> _Work to complete_
Set out every line of the material below as a Markdown table with the columns Row and Line, numbering the rows and skipping blank lines. Leave the pictures out.

> _The records_

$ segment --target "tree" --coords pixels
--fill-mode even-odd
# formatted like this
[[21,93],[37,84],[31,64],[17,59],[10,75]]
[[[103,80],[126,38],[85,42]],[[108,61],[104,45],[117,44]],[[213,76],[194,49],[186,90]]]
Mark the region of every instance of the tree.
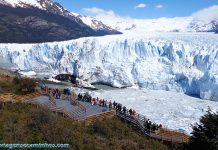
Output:
[[208,111],[193,126],[188,149],[218,150],[218,112]]

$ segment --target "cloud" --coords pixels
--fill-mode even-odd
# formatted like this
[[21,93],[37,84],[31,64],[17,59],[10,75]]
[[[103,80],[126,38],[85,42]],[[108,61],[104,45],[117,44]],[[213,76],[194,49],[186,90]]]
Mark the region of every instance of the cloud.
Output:
[[137,9],[137,8],[145,8],[147,5],[146,4],[143,4],[143,3],[140,3],[138,5],[136,5],[134,8]]
[[95,17],[96,19],[101,20],[106,24],[116,24],[117,22],[130,19],[128,16],[125,17],[116,14],[113,10],[104,10],[97,7],[83,8],[82,12],[86,15]]
[[161,4],[156,5],[156,8],[158,8],[158,9],[163,8],[163,5],[161,5]]
[[194,14],[192,14],[193,18],[201,21],[211,21],[218,19],[218,5],[213,5],[208,8],[204,8]]
[[97,7],[83,8],[82,10],[86,13],[91,14],[91,15],[99,15],[99,14],[110,15],[110,16],[115,15],[114,11],[112,11],[112,10],[106,11],[104,9],[97,8]]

> _Expected answer_
| Row | Line |
|---|---|
| 1 | $ segment --target "tree" --coords pixels |
| 2 | --fill-mode even-odd |
| 3 | # formatted like this |
| 4 | [[21,93],[37,84],[31,64],[17,59],[10,75]] |
| 5 | [[[103,80],[126,38],[85,42]],[[108,61],[104,45],[117,44]],[[213,76],[194,49],[186,90]]] |
| 6 | Mark the region of every instance of the tree. |
| 7 | Output: |
| 8 | [[208,111],[193,126],[188,149],[218,150],[218,112]] |
| 9 | $ segment --target "cloud" --coords pixels |
| 10 | --fill-mode even-odd |
| 11 | # formatted like this |
| 12 | [[21,93],[37,84],[31,64],[17,59],[10,75]] |
| 13 | [[[103,80],[126,38],[85,42]],[[108,61],[104,45],[117,44]],[[213,76],[194,49],[186,90]]] |
| 14 | Mark the region of every instance of the cloud. |
| 15 | Output: |
| 16 | [[137,9],[137,8],[145,8],[147,5],[146,4],[143,4],[143,3],[140,3],[138,5],[136,5],[134,8]] |
| 17 | [[95,17],[96,19],[101,20],[106,24],[116,24],[117,22],[130,19],[128,16],[125,17],[116,14],[113,10],[104,10],[97,7],[83,8],[82,12],[86,15]] |
| 18 | [[161,4],[156,5],[156,8],[158,8],[158,9],[163,8],[163,5],[161,5]] |
| 19 | [[194,14],[192,14],[193,18],[201,21],[211,21],[218,19],[218,5],[213,5],[208,8],[204,8]] |
| 20 | [[97,7],[83,8],[82,10],[86,13],[91,14],[91,15],[99,15],[99,14],[110,15],[110,16],[115,15],[114,11],[112,11],[112,10],[106,11],[104,9],[97,8]] |